From the material below, pull out every line containing the string "negative" and copy each one unchanged.

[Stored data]
= Beginning of Section =

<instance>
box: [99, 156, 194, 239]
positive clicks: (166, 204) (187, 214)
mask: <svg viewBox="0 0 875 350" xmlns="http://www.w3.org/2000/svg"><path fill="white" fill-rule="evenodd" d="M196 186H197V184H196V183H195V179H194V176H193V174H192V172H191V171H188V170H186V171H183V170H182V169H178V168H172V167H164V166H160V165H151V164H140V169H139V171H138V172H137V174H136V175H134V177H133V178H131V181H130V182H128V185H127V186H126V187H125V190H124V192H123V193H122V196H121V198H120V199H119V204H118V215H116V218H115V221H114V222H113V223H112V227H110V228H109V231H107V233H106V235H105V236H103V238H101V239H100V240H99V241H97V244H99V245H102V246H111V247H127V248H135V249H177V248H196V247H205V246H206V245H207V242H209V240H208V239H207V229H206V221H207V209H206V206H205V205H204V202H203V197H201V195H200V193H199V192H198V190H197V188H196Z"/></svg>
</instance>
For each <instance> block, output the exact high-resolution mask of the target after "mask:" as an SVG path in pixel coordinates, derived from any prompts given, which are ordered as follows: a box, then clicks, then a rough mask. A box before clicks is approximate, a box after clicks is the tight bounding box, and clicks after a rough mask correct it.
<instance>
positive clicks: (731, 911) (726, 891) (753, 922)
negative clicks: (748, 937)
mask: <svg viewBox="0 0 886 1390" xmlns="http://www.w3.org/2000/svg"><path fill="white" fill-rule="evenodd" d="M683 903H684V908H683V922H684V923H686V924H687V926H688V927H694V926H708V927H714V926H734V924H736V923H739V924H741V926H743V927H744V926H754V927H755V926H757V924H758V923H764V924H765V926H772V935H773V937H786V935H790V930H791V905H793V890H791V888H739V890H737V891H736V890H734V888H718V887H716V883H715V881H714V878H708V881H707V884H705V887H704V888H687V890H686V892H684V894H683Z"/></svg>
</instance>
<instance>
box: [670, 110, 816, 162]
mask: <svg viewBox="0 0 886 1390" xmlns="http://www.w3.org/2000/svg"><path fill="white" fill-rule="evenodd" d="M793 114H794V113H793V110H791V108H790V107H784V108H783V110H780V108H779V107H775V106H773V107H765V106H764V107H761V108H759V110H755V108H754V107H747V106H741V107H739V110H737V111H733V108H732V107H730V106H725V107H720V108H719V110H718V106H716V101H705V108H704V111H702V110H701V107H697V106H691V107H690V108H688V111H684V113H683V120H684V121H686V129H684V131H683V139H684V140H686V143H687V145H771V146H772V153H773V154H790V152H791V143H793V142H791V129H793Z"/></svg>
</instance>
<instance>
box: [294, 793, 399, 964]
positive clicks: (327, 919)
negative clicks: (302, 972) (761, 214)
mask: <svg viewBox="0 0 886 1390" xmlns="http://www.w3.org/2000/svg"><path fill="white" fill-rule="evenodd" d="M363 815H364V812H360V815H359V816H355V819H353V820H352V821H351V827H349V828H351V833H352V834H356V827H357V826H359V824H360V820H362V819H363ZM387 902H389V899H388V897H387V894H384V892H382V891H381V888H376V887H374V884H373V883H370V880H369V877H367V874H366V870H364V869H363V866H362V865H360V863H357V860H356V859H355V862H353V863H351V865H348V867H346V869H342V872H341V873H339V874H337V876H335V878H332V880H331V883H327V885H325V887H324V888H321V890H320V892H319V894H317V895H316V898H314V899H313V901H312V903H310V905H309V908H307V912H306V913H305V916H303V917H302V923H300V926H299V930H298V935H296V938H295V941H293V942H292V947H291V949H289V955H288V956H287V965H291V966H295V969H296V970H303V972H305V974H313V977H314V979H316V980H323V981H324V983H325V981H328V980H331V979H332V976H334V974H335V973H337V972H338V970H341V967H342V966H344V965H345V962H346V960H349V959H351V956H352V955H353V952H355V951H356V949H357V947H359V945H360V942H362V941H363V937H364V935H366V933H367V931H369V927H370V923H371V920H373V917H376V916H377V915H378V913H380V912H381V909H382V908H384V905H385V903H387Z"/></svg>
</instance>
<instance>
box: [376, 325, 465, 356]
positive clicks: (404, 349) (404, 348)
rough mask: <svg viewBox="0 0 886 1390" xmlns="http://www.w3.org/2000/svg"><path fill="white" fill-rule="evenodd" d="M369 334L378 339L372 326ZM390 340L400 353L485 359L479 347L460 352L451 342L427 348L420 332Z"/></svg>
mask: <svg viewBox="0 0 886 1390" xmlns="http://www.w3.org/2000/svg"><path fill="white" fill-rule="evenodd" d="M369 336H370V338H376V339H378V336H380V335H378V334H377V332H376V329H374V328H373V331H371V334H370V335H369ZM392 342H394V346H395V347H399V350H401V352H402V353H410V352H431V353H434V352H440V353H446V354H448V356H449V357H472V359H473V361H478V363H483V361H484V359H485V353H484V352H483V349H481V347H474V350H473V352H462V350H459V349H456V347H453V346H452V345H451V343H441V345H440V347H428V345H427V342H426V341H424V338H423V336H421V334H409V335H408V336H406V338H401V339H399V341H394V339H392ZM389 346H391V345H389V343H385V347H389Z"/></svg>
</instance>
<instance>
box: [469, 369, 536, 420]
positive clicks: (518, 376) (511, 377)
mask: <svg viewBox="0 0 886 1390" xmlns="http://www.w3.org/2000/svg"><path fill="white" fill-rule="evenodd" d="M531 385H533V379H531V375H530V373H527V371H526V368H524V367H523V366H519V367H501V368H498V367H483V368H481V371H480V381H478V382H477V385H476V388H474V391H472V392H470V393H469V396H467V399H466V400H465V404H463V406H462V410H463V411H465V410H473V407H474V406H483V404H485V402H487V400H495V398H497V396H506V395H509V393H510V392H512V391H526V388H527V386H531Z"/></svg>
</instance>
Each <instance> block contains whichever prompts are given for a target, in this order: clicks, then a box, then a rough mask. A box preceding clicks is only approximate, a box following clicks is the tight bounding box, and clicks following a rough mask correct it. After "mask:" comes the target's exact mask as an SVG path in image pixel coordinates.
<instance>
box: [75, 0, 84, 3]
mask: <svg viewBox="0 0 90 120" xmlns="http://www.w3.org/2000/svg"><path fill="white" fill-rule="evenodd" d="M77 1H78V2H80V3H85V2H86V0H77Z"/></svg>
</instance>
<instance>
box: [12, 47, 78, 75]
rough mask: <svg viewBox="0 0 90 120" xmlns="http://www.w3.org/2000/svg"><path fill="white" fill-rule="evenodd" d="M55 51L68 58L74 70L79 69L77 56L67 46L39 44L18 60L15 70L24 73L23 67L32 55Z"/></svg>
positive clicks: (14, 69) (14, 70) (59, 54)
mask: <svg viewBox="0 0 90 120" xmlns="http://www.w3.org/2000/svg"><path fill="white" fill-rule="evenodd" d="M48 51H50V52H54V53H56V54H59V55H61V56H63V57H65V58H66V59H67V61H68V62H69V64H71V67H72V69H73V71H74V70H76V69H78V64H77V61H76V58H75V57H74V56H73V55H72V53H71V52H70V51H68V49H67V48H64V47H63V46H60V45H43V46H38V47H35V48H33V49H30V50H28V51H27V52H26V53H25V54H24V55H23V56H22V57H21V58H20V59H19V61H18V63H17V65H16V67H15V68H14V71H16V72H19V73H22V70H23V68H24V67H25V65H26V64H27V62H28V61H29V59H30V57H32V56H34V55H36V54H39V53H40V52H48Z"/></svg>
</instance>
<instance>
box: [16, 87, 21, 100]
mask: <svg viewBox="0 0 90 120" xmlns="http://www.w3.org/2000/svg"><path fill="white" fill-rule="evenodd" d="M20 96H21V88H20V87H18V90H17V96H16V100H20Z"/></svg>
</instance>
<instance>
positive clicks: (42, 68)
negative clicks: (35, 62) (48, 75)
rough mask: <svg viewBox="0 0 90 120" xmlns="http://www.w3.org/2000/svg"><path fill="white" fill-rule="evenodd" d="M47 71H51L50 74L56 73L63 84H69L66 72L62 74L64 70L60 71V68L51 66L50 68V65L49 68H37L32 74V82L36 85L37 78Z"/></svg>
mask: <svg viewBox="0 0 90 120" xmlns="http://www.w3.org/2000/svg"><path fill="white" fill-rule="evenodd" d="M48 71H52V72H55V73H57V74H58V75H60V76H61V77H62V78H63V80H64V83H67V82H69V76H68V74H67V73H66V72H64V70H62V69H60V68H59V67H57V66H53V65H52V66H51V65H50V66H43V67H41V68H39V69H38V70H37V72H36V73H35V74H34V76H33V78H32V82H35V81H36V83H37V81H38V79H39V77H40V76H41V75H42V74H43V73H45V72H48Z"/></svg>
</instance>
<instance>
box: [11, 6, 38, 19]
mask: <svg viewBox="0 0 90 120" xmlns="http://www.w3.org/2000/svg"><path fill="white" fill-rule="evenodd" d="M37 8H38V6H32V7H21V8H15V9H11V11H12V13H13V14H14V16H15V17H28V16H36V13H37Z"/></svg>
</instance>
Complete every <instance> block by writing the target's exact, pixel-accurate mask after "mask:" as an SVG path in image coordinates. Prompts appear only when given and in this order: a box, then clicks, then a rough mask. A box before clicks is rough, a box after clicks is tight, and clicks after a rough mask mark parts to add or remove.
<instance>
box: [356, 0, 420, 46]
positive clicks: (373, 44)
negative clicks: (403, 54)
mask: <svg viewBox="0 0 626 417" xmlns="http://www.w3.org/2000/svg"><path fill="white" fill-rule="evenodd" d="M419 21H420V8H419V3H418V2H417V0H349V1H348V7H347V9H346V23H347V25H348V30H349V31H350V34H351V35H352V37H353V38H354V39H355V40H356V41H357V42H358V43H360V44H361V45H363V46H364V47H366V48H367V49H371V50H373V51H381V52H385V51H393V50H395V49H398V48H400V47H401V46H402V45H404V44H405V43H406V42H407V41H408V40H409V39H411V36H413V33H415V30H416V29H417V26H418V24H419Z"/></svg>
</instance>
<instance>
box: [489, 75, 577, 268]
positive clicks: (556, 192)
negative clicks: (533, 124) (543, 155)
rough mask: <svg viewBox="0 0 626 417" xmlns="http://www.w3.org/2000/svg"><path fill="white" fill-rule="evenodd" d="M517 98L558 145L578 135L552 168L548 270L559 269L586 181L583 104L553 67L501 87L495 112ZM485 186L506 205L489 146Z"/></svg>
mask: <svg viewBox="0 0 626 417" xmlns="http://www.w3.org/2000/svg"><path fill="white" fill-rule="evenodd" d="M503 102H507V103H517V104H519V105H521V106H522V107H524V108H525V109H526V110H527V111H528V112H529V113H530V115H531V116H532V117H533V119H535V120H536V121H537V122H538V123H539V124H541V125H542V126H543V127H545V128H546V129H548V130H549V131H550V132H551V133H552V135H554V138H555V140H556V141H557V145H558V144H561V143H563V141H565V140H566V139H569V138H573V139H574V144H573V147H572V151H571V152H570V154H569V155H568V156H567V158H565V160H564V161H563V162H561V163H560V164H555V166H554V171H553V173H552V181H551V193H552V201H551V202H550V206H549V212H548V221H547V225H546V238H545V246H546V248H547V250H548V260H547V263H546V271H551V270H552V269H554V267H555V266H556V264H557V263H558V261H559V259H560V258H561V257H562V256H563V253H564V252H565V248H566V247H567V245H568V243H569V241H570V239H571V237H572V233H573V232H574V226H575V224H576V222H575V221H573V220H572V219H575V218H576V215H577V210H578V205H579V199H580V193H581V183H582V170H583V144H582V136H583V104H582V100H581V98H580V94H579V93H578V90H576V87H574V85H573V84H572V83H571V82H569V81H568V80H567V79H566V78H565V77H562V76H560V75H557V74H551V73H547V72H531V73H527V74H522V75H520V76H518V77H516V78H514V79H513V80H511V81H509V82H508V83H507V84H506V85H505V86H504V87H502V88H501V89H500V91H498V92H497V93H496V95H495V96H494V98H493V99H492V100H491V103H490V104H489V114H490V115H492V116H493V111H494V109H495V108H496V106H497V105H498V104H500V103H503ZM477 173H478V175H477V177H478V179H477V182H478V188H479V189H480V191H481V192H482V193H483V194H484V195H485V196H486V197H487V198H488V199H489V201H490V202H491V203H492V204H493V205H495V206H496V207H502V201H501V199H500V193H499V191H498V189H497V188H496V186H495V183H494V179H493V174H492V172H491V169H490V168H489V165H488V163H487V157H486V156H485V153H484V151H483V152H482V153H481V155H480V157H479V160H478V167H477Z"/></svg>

= End of Section =

• _Solution to this problem_:
negative clicks: (748, 937)
negative clicks: (302, 972) (761, 214)
negative clicks: (35, 62) (48, 75)
negative clicks: (403, 54)
negative clicks: (533, 124) (543, 155)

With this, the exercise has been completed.